Problem to solve = Reproduce word for word the part of the blue-green algae post below, beginning at the words "# BGA control." and stopping after the words "to planted tanks.".

Source excerpt =
+===+

# BGA control.



## GekkoGeck0 (Nov 3, 2005)

I have a blue-green algae problem that's making an attempt at sliming over my plants. I have a 10 gallon tank, 2 6500K 10 watt mini compact fluorescent bulbs running on an approximate 12-12 schedule (no timer). I'm new to planted tanks.

Plants in the tank are Limna sp., Ceratophyllum demersum, Microsorum pteropus, Cryptocoryne x willisii, a few strands of Vesicularia dubyana and Cladophora aegagropila. Only plant that is having trouble is the hornwort, it's going light green, throwing needles everywhere and some still attached to the plant are going translucent and losing their stiffness and green colour. It's growing a half inch per day, though. Tank residents are going to be 3 dwarf puffers and possibly 1 Otocinclus with maybe some shrimp as a cleanup crew. There were puffers/shrimp prior to this, but they died of unrelated causes. Tank is now fishlessly cycling.

No CO2 injection, no ferts. Water changes are around 50% per week/week and a half. I do not plan on CO2, it is too much trouble for me at this point.

Nitrates are anywhere between 5-20ppm at any time. This is an ongoing problem, it has been occurring even before the tank was fully set up (first appearance was probably in July sometime), it started showing up before the lighting was installed and before the tank was even cycled.

+===+

Records held in a dataset
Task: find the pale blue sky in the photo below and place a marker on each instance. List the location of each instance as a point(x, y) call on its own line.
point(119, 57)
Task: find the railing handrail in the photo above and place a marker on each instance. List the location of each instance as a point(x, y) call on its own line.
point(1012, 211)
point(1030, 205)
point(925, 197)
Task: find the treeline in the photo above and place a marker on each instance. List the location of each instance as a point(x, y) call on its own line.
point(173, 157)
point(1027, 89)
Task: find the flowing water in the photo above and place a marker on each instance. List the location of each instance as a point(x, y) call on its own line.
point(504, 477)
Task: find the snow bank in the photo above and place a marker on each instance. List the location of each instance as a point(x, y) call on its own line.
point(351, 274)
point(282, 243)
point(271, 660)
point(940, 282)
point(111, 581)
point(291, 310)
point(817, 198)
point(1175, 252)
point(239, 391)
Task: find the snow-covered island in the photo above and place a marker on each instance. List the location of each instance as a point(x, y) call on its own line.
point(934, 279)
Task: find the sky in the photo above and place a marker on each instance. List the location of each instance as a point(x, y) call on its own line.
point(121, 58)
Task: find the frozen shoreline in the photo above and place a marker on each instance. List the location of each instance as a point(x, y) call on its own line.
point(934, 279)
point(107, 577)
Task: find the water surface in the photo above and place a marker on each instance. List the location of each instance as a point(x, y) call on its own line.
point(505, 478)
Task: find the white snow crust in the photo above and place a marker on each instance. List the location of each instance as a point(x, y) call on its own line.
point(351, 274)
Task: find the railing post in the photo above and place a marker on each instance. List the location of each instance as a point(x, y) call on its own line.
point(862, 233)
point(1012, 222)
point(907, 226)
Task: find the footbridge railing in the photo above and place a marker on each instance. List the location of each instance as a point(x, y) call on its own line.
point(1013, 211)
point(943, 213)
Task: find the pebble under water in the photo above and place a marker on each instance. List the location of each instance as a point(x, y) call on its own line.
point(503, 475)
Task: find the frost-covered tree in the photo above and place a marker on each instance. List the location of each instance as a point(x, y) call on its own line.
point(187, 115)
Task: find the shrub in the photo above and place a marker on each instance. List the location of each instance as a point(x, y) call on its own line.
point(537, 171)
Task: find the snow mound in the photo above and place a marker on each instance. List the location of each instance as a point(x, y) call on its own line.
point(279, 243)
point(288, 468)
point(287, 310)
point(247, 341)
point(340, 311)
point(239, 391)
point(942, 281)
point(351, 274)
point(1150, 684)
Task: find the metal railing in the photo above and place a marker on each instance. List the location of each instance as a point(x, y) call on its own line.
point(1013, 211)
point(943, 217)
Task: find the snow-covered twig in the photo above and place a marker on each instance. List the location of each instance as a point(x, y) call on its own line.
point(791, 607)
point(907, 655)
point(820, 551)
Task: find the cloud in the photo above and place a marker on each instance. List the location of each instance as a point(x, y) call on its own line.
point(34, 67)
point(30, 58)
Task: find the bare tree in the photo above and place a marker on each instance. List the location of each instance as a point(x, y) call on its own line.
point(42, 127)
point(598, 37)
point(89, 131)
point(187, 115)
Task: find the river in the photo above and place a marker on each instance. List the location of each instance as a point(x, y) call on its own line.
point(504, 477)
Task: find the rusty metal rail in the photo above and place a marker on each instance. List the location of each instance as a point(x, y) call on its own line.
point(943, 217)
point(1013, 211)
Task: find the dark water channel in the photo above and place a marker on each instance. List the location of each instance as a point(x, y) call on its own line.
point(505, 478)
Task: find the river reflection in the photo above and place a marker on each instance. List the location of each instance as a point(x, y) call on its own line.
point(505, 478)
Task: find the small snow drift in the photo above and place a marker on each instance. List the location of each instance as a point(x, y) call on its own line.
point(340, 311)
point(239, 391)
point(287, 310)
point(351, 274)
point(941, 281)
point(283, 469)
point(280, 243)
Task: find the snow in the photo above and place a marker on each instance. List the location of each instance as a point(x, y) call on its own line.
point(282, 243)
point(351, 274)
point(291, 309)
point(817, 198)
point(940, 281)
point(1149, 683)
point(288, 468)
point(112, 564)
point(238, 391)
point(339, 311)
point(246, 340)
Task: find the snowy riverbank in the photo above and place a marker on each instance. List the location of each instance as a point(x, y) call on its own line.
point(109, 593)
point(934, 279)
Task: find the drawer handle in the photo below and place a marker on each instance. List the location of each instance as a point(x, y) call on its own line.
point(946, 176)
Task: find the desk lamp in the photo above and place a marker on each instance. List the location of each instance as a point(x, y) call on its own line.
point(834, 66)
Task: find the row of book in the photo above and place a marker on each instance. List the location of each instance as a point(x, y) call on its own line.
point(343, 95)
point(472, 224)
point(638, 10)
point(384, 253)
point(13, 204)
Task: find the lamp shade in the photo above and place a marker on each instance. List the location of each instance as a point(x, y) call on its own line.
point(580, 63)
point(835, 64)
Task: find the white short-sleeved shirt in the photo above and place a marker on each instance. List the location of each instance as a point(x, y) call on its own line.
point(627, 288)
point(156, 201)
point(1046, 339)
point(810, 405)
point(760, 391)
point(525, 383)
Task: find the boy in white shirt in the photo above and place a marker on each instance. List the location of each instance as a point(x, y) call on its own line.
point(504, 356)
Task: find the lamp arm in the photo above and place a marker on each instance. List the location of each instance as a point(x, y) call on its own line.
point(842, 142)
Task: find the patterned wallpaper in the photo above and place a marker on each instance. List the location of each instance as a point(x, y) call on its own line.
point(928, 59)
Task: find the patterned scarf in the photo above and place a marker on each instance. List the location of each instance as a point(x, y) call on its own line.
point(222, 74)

+===+

The solution =
# BGA control.



## GekkoGeck0 (Nov 3, 2005)

I have a blue-green algae problem that's making an attempt at sliming over my plants. I have a 10 gallon tank, 2 6500K 10 watt mini compact fluorescent bulbs running on an approximate 12-12 schedule (no timer). I'm new to planted tanks.